-- Exercise text --
FDA Outlines Plan For Restarting Facility Inspections Halted Due To Pandemic

The FDA has published a roadmap for working through the backlog of facility inspections built up during the pandemic when it postponed all routine inspections in March 2020.

What Happened: The FDA warned that the emergence of new variants or other COVID-19 challenges could prevent it from conducting in-person inspections.

In the base-case scenario, FDA will work on mission-critical and priority domestic inspections for the next few months before resuming standard operations in July. If that happens, FDA expects to have cleared 26% of its backlog of medical products inspections by October.

The agency continued doing mission-critical inspections, carrying out eight device-related assessments and more than 800 in total from March 2020 to March 2021.

In July, FDA resumed prioritized domestic inspections and has since conducted 72 device assessments.

-- Given entries --
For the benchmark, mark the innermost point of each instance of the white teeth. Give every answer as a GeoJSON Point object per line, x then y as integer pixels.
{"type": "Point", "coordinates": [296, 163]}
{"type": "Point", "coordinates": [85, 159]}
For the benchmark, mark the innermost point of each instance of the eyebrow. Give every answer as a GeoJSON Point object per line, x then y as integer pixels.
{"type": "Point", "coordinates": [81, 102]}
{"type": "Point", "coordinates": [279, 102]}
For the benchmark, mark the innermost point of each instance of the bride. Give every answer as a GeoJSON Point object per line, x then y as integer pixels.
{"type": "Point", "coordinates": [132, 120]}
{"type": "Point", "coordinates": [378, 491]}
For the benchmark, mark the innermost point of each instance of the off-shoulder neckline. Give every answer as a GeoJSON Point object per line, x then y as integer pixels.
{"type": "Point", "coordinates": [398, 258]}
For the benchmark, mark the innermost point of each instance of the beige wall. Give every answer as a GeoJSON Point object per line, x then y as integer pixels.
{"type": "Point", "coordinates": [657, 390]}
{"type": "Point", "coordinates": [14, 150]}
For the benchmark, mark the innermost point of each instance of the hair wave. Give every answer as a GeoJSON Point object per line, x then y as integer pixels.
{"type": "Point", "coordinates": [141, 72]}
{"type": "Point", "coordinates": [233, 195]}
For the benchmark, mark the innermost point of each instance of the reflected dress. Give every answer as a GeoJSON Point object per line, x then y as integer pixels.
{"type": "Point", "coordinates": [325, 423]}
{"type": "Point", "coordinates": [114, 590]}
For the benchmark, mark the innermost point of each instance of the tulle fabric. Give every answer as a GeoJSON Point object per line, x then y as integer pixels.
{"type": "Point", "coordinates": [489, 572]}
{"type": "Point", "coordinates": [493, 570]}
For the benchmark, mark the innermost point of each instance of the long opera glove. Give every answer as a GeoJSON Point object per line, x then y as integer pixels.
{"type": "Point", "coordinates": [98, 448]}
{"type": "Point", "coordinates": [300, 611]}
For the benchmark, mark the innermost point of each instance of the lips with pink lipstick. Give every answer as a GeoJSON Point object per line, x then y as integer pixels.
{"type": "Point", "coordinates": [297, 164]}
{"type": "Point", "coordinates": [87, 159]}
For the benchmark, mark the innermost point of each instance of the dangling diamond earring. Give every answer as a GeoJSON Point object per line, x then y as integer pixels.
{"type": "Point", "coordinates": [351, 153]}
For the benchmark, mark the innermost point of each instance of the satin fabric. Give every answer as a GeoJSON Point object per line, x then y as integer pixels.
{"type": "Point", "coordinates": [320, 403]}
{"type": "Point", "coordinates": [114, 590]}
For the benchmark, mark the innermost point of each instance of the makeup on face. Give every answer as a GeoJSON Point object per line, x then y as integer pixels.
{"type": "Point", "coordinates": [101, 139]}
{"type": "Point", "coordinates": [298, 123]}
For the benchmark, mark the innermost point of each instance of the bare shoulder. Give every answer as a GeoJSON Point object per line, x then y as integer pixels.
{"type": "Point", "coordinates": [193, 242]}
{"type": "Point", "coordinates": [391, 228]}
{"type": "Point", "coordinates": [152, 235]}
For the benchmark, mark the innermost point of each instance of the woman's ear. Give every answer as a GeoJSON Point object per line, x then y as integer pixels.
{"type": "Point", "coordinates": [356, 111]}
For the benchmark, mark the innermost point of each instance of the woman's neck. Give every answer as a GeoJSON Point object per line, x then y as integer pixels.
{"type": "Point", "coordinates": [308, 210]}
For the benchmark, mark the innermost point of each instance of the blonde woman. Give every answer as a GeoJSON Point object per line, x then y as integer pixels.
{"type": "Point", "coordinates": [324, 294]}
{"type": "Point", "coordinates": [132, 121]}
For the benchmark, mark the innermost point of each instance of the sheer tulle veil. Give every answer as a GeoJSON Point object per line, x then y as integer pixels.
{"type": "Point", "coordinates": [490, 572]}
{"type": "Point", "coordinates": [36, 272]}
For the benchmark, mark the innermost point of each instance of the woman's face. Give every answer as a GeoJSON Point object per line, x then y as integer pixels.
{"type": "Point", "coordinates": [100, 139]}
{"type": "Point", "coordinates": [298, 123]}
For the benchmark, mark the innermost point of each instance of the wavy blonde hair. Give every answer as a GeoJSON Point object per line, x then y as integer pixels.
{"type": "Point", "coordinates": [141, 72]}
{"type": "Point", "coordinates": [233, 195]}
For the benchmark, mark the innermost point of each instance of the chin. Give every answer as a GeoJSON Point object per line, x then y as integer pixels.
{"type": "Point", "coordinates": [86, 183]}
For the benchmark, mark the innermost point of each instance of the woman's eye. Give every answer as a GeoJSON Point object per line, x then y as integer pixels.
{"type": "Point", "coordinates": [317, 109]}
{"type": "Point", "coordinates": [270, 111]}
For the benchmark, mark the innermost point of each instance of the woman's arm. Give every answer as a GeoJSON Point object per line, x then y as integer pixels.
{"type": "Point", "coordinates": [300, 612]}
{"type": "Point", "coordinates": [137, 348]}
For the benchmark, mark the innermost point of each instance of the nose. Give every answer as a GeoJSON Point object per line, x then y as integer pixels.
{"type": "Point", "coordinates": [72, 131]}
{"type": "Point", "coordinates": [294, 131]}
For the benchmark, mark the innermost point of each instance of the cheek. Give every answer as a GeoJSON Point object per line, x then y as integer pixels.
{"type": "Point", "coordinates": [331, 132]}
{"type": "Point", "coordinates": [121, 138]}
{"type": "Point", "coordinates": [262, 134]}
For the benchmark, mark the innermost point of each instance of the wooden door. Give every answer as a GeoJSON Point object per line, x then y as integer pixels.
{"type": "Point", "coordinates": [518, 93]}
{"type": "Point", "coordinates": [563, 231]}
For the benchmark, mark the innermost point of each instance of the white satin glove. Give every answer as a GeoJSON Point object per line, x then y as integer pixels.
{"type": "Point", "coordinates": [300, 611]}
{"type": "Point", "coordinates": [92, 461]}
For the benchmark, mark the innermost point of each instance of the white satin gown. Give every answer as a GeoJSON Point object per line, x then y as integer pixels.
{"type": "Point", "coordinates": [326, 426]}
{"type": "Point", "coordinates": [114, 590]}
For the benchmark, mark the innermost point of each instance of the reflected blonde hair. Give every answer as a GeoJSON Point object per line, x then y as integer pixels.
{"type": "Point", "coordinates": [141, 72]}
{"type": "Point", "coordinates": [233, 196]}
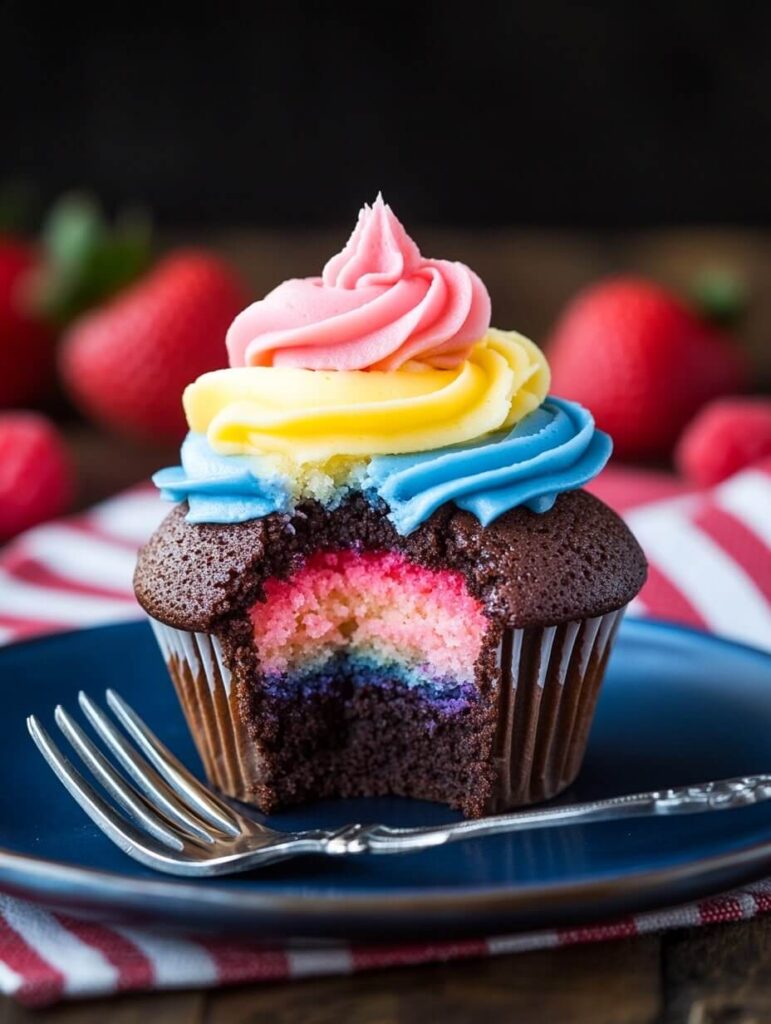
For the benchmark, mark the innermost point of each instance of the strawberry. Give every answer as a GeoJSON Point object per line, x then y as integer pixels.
{"type": "Point", "coordinates": [36, 480]}
{"type": "Point", "coordinates": [726, 436]}
{"type": "Point", "coordinates": [642, 361]}
{"type": "Point", "coordinates": [27, 352]}
{"type": "Point", "coordinates": [126, 364]}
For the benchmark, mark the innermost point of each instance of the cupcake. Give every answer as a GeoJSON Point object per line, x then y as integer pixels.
{"type": "Point", "coordinates": [381, 574]}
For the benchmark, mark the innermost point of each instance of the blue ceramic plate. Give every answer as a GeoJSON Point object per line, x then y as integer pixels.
{"type": "Point", "coordinates": [677, 707]}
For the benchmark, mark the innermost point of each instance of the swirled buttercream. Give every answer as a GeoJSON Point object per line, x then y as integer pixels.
{"type": "Point", "coordinates": [554, 449]}
{"type": "Point", "coordinates": [378, 304]}
{"type": "Point", "coordinates": [313, 416]}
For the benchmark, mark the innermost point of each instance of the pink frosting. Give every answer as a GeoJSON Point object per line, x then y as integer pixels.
{"type": "Point", "coordinates": [378, 304]}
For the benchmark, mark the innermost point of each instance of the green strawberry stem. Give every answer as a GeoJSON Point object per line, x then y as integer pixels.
{"type": "Point", "coordinates": [721, 296]}
{"type": "Point", "coordinates": [87, 260]}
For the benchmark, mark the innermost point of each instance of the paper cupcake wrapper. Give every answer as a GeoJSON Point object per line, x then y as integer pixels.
{"type": "Point", "coordinates": [548, 683]}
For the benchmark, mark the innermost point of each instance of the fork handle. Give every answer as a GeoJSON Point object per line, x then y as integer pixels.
{"type": "Point", "coordinates": [723, 795]}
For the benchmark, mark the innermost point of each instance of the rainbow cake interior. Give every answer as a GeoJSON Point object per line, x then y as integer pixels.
{"type": "Point", "coordinates": [369, 681]}
{"type": "Point", "coordinates": [382, 576]}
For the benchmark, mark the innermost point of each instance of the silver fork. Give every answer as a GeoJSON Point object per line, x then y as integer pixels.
{"type": "Point", "coordinates": [164, 817]}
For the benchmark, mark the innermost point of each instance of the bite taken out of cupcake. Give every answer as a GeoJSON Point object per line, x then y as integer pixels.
{"type": "Point", "coordinates": [381, 574]}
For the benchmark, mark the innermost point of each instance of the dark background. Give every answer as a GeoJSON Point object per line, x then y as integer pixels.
{"type": "Point", "coordinates": [607, 115]}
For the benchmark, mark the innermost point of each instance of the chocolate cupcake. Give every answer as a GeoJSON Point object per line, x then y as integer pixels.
{"type": "Point", "coordinates": [381, 576]}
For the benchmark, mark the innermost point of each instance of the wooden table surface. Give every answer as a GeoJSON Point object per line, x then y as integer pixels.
{"type": "Point", "coordinates": [715, 975]}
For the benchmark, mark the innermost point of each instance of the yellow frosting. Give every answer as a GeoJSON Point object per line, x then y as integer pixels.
{"type": "Point", "coordinates": [313, 416]}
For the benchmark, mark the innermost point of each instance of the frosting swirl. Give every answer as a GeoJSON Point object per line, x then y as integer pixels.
{"type": "Point", "coordinates": [311, 417]}
{"type": "Point", "coordinates": [554, 449]}
{"type": "Point", "coordinates": [378, 305]}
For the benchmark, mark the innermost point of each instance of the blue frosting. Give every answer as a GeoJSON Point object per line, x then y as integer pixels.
{"type": "Point", "coordinates": [223, 488]}
{"type": "Point", "coordinates": [557, 448]}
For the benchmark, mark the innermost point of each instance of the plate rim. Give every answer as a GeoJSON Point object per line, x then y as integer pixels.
{"type": "Point", "coordinates": [48, 881]}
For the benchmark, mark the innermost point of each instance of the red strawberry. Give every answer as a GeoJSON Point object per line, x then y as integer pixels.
{"type": "Point", "coordinates": [27, 353]}
{"type": "Point", "coordinates": [127, 363]}
{"type": "Point", "coordinates": [641, 361]}
{"type": "Point", "coordinates": [36, 480]}
{"type": "Point", "coordinates": [725, 437]}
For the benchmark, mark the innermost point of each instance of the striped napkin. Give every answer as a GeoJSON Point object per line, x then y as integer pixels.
{"type": "Point", "coordinates": [710, 555]}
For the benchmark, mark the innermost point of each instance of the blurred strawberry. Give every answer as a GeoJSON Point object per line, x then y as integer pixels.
{"type": "Point", "coordinates": [27, 352]}
{"type": "Point", "coordinates": [642, 361]}
{"type": "Point", "coordinates": [36, 479]}
{"type": "Point", "coordinates": [726, 436]}
{"type": "Point", "coordinates": [126, 364]}
{"type": "Point", "coordinates": [81, 261]}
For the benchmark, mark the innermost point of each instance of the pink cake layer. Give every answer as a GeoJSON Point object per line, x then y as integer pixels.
{"type": "Point", "coordinates": [373, 604]}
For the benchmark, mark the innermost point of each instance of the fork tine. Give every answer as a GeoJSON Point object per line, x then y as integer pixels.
{"type": "Point", "coordinates": [115, 826]}
{"type": "Point", "coordinates": [116, 785]}
{"type": "Point", "coordinates": [151, 783]}
{"type": "Point", "coordinates": [182, 781]}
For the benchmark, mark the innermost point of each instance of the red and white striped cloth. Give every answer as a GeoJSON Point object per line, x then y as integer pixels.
{"type": "Point", "coordinates": [710, 557]}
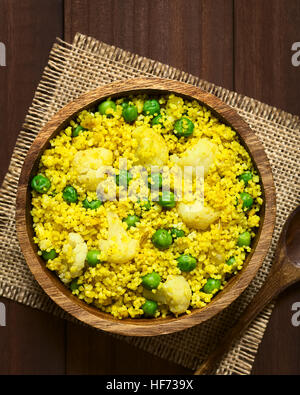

-- The task --
Please state what share of its medical products inspection backlog the FDA expects to have cleared by October under the base-case scenario in the article on FDA facility inspections above.

-- Answer section --
26%